**Supplied passage:**
• • • • • • •
A drawing of the Progress 7K-TG spacecraft, the first of which, Progress 1, resupplied the EO-1 crew.

Four days later, on 20 January 1978, an unmanned cargo ship called Progress 1 was launched. The non-reusable Progress spacecraft were designed to refuel the space station and bring supplies for the crew; Progress 1 was the first of its kind to be launched. The tanker docked at the aft port on 22 January 1978. Some 1000 kg of propellants were on board and 1300 kg of supplies, including replacement parts, clothes, air and food. On 29 January 1978, Progress replenished the air of the station. On 2 and 3 February 1978, the refueling operation was completed. The refueling was another first. Never before had one spacecraft refuelled another in orbit. Finally, the craft was used to make orbit adjustments and was undocked and de-orbited on 8 February, burning up during re-entry over the Pacific Ocean.

On 11 February 1978, the crew received congratulations from Pyotr Klimuk and Vitaly Sevastyanov - the crew of Soyuz 18 - for surpassing their Soviet space-endurance record of 63 days.
• • • • • • •
**What is needed:**
Could you write what comes next in the space station passage above, picking up after its last sentence?

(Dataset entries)
• • • • • • •
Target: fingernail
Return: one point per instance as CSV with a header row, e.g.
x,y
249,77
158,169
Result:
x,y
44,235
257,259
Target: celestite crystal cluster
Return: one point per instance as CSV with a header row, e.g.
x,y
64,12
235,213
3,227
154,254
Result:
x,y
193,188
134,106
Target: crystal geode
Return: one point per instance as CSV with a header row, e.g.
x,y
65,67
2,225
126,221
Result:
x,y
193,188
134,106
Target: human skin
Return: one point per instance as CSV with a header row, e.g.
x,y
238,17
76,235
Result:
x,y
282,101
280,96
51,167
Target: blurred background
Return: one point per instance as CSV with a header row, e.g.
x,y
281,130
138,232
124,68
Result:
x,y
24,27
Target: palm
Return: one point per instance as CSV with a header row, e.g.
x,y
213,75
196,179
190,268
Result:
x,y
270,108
• • • • • • •
**Response box:**
The crew took photographs with the MKF-6M multi-spectral camera, and created alloys with the Splav furnace. To attempt to make pure alloys, the attitude adjusters of the station were turned off, but Grechko reported samples were degraded by slight movements of the station despite the precautions. One discovery made as a result of these experiments was that the station naturally aligned itself with its service compartment pointing towards the Earth and its transfer compartment away. This meant attitude control propellant could be preserved. A telescope was used extensively for observations of Earth and the Orion Nebula towards the end of February 1978, but the Soviets reported three crew were required for the optimum results.

===Second visiting crew, first international cosmonaut, new space record===

On 2 March 1978, Soyuz 28 was launched, carrying Soviet cosmonaut Aleksei Gubarev and Czechoslovak cosmonaut Vladimír Remek. Remek was the first non-Soviet, non-American person in space and flew as part of the Soviet Interkosmos program which flew military pilots from Soviet bloc countries, and other countries later. The Soyuz 28 crew docked with the station at the vacant aft port on 3 March 1978, and spent the next week performing experiments.

It was during the visit by this crew that the EO-1 crew surpassed the Skylab 4 record of 84 days in space, which had stood since 1974.

The Soyuz 28 crew left in the craft they arrived in and returned to Earth 10 March 1978. No exchange of craft was contemplated as the EO-1 crew were due to return soon themselves.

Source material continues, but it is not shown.